---- Kutipan Teks

Skip to main content

Keberadaan OMS menjadi satu ukuran kesehatan demokrasi di suatu negara. Demokrasi dapat diartikan sebagai kekuasaan mutlak berada di tangan rakyat dan keberlanjutan OMS sebagai salah satu pilar demokrasi menjadi hal yang sangat penting. Dalam menjaga dan memelihara eksistensi OMS di Indonesia tentunya diperlukan strategi-strategi jitu. Gagasan ini dipaparkan oleh Misran Lubis dalam diskusi Seri IV Pilar Akuntabilotas, Visibilitas, dan Keberlanjutan OMS Indonesia pada Selasa pagi (06/02).

Beliau yang juga salah satu senior di bidang OMS ini menyambut opini peserta diskusi dengan pancingan pertanyaan. Di antara dua pertanyaan berikut, pertanyaan mana yang Anda pilih: berapa lama kami bisa melanjutkan dan berapa lama kami ingin melanjutkan. Kata “bisa” dan “ingin” menandai pintu masuk beragam jawaban dari peserta.

Tak tanggung-tanggung, pertanyaan itu pun memiliki ekor. “Menurut Anda, isu keberlanjutan OMS ini apakah soal isu keberlanjutan di sektor keuangan? Silakan berikan tanggapan Anda. Benar, tidak sepenuhnya benar, atau salah,” tanya Misran kepada peserta. Ibarat bersepakat, peserta diskusi pun cenderung memilih opsi kedua. Keberlanjutan, menurut benang merah jawaban peserta, tak melulu urusan keuanga namun merupakan isu lintas-disiplin.

Menurut Misran, selama satu dasawarsa belakangan ini OMS tengah menghadapi masalah keberlanjutan. “Adapun beberapa faktor yang mempengaruhinya antara lain tata kelola organisasi, keterbatasan sumber daya, dan kebijakan yang kurang mendukung,” ucapnya. Pandemi COVID-19 silam mempertegas kenyataan bahwa OMS mengalami krisis keberlanjutan. “Jadi, keberlanjutan OMS ini bukan hanya urusan isu finansial, melainkan juga urusan banyak aspek,” imbuh Misran. Di antara dua aspeknya adalah perkara internal dan eksternal organisasi.

--------

▸ **Yang Akan Dikerjakan**:
A. Dapatkah Anda menuliskan kembali bagian teks tentang keberlanjutan OMS dari "Keberadaan OMS menjadi" sampai "jawaban dari peserta." tanpa mengubah satu kata pun?
B. Bisakah Anda melanjutkan teks tentang keberlanjutan OMS, dimulai tepat setelah kalimat terakhirnya?

---- Data Hasil Ekstraksi

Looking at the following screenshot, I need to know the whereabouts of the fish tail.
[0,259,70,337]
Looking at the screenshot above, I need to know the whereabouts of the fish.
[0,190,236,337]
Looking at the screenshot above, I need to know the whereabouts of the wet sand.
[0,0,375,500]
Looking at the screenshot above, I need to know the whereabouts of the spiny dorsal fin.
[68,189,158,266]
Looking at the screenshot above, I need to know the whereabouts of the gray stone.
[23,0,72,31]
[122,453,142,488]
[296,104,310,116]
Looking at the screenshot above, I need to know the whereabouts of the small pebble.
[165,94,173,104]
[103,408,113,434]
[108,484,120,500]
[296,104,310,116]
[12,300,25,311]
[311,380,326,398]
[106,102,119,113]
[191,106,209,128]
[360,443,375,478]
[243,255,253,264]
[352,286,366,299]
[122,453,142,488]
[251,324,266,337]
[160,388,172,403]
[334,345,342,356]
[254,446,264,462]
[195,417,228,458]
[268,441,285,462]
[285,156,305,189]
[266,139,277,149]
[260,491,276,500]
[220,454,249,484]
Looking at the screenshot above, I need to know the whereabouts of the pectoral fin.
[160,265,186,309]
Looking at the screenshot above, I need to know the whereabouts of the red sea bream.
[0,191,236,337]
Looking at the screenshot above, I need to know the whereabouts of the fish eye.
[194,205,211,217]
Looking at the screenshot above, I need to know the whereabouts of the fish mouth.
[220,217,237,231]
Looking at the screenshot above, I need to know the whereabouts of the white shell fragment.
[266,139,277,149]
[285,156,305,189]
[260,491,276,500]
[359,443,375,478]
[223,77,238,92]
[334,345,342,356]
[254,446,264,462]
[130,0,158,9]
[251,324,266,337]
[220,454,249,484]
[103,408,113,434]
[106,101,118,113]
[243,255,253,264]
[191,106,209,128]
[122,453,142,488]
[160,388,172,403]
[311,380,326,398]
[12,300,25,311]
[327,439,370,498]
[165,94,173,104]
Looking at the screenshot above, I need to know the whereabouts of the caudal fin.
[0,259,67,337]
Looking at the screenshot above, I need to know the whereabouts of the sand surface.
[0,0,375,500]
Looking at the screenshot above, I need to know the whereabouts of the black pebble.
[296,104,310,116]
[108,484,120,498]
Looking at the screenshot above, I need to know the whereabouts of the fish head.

--------

▸ **Hasil Tiap Tugas**:
A.
Keberadaan OMS menjadi satu ukuran kesehatan demokrasi di suatu negara. Demokrasi dapat diartikan sebagai kekuasaan mutlak berada di tangan rakyat dan keberlanjutan OMS sebagai salah satu pilar demokrasi menjadi hal yang sangat penting. Dalam menjaga dan memelihara eksistensi OMS di Indonesia tentunya diperlukan strategi-strategi jitu. Gagasan ini dipaparkan oleh Misran Lubis dalam diskusi Seri IV Pilar Akuntabilotas, Visibilitas, dan Keberlanjutan OMS Indonesia pada Selasa pagi (06/02).

Beliau yang juga salah satu senior di bidang OMS ini menyambut opini peserta diskusi dengan pancingan pertanyaan. Di antara dua pertanyaan berikut, pertanyaan mana yang Anda pilih: berapa lama kami bisa melanjutkan dan berapa lama kami ingin melanjutkan. Kata “bisa” dan “ingin” menandai pintu masuk beragam jawaban dari peserta.

B.
Dengan menganalogikan seperti pohon, keberlanjutan itu menunjukkan batang, ranting, dan dedaunan. Yang kelihatan ini kalau dalam organisasi terdiri atas kantor, proyek, dokumen, administrasi, dan kapasitas orang. Sebaliknya, anggota “badan” pohon yang di akar cenderung tertutup. “Yang tidak terlihat ini seperti aspek kelembagaan organisasi, visi, nilai, dan motivasi,” terang Misran.

Mengutip riset CSO-SI (2021), Misran merinci tujuh dimensi untuk mengukur keberlanjutan OMS. Pertama, lingkungan hukum yang mendukung OMS. Kedua, kapasitas organisasi. Ketiga, kemampuan keuangan. Keempat, advokasi. Kelima, penyediaan layanan. Keenam, infrastruktur pendukung. Ketujuh, citra publik. Sejumlah indikator keberlanjutan ini menjadi cerminan bersama agar OMS tak terperangkap pada situasi hidup segan mati pun tak mau.

“Agar punya daya keberlanjutan, OMS mesti punya resiliensi,” tutur Misran. Ketahanan OMS diwakili oleh seberapa jauh ia beradaptasi secara cepat dan terarah terhadap gejolak internal dan eksternal organisasi. Misran berpendapat, hendaknya masing-masing OMS mengidentifikasi tujuh hal dari kesadaran situasi, ketahanan, kelincahan, hingga penggunaan komunikasi kreatif-inovatif.

“Kalau di Lokadaya sendiri ada strateginya.  Kuncinya ada pada berjejaring. Sebab, keterhubungan itu merupakan salah satu syarat tumbuhnya ekosistem dukungan sumber daya domestik,” ungkap Misran. Keterhubungan ini menegaskan bagaimana OMS dapat mengambil posisi di tengah sektor pemerintah dan swasta.